- GEKOZEN FRAGMENT
********************

In augustus 2003 heeft Universal Music, met het oog op de nakoming van haar contractuele verplichting om de resterende aandelen te kopen, de prijs van deze aandelen berekend volgens de formule die zij had bedoeld, met als resultaat een bedrag van 10180281 Tsjechische kronen (CZK) (ongeveer 313770 EUR). De aandeelhouders van B&M maakten evenwel aanspraak op een bedrag overeenkomstig de berekeningswijze in de overeenkomst, te weten 1003605620 CZK (ongeveer 30932520 EUR).

14

Het geschil is voorgelegd aan een arbitragecommissie in Tsjechië en op 31 januari 2005 hebben partijen een vaststellingsovereenkomst gesloten. Ter uitvoering daarvan heeft Universal Music voor de 30 % resterende aandelen een bedrag van 2654280,03 EUR (hierna: „schikkingsbedrag”) voldaan door overschrijving ten laste van een bankrekening die zij aanhield in Nederland. Het bedrag is bijgeschreven op een rekening die de aandeelhouders van B&M aanhielden in Tsjechië.

********************

- JOUW OPDRACHT
Ga verder met het fragment over het geschil rond Universal Music, vanaf het punt direct na de laatste zin. De items die hierna komen staan helemaal los van het fragment over het geschil rond Universal Music.

- OVERZICHT GEGEVENS
********************

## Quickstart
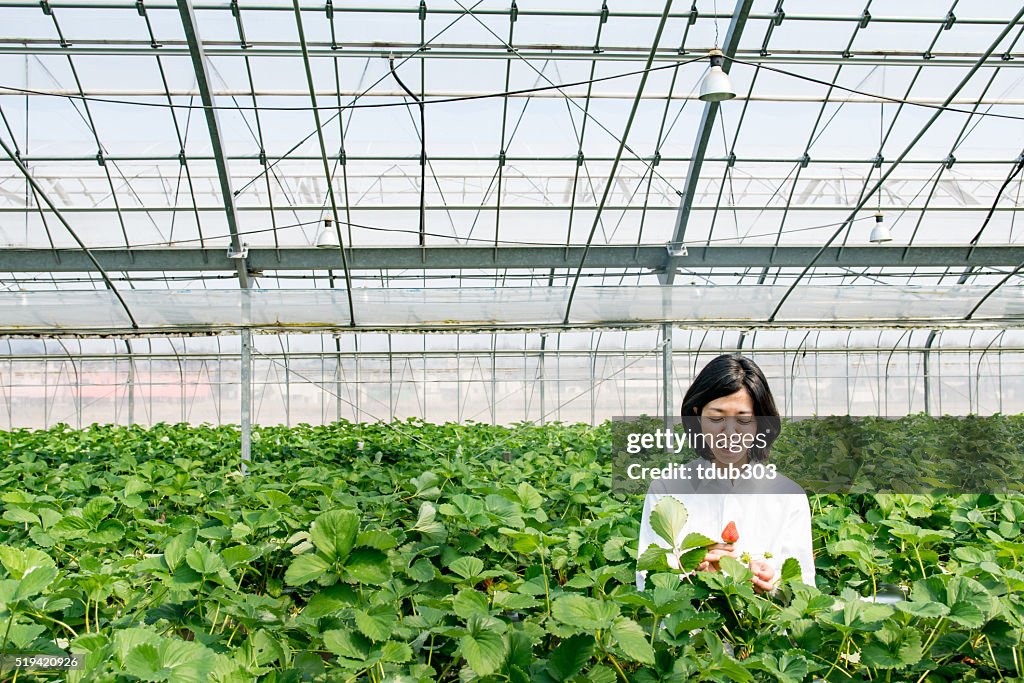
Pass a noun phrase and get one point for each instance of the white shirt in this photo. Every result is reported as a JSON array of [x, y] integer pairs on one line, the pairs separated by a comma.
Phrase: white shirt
[[771, 515]]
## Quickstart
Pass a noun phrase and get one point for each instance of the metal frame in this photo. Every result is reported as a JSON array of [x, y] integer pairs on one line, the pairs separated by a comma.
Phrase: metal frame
[[653, 258], [729, 47]]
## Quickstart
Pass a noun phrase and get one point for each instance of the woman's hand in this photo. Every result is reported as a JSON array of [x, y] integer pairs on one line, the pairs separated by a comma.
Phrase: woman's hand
[[715, 553], [764, 574]]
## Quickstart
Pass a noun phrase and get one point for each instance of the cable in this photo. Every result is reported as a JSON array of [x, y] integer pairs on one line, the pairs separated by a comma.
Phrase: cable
[[1018, 166], [439, 100], [456, 237], [508, 93], [897, 100]]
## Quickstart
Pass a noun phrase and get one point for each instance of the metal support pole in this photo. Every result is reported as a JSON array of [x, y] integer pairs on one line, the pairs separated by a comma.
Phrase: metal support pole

********************

- VERWACHT ANTWOORD
15

Universal Music heeft uit hoofde van artikel 5, punt 3, van verordening nr. 44/2001 een vordering ingesteld bij de rechtbank Utrecht tot hoofdelijke veroordeling van Schilling en Schwartz, in de hoedanigheid van ex-partners van het advocatenkantoor Burns Schwartz International, en Brož tot betaling van 2767861,25 EUR, vermeerderd met rente en kosten, te weten de schade die zij stelt te hebben geleden als gevolg van de nalatigheid van Brož bij het opstellen van de tekst van de aandelenoptieovereenkomst. De schade bestaat in het verschil, veroorzaakt door deze nalatigheid, tussen de aanvankelijk beoogde verkoopprijs en het schikkingsbedrag plus de kosten die Universal Music heeft moeten maken in verband met de arbitrage.

16

Tot staving van haar beroep heeft Universal Music aangevoerd dat zij de schade heeft geleden in Baarn (Nederland), waar haar plaats van vestiging was.

17

Bij vonnis van 27 mei 2009 heeft de rechtbank Utrecht zich onbevoegd verklaard om kennis te nemen van het geschil met de overweging dat de plaats waar de door Universal Music gestelde schade, die zij kwalificeerde als „directe zuivere vermogensschade”, is ingetreden, namelijk Baarn, niet kon worden beschouwd als de plaats van het „schadebrengende feit” in de zin van artikel 5, punt 3, van verordening nr. 44/2001, omdat er onvoldoende aanknopingspunten bestonden om bevoegdheid van de Nederlandse rechter aan te nemen.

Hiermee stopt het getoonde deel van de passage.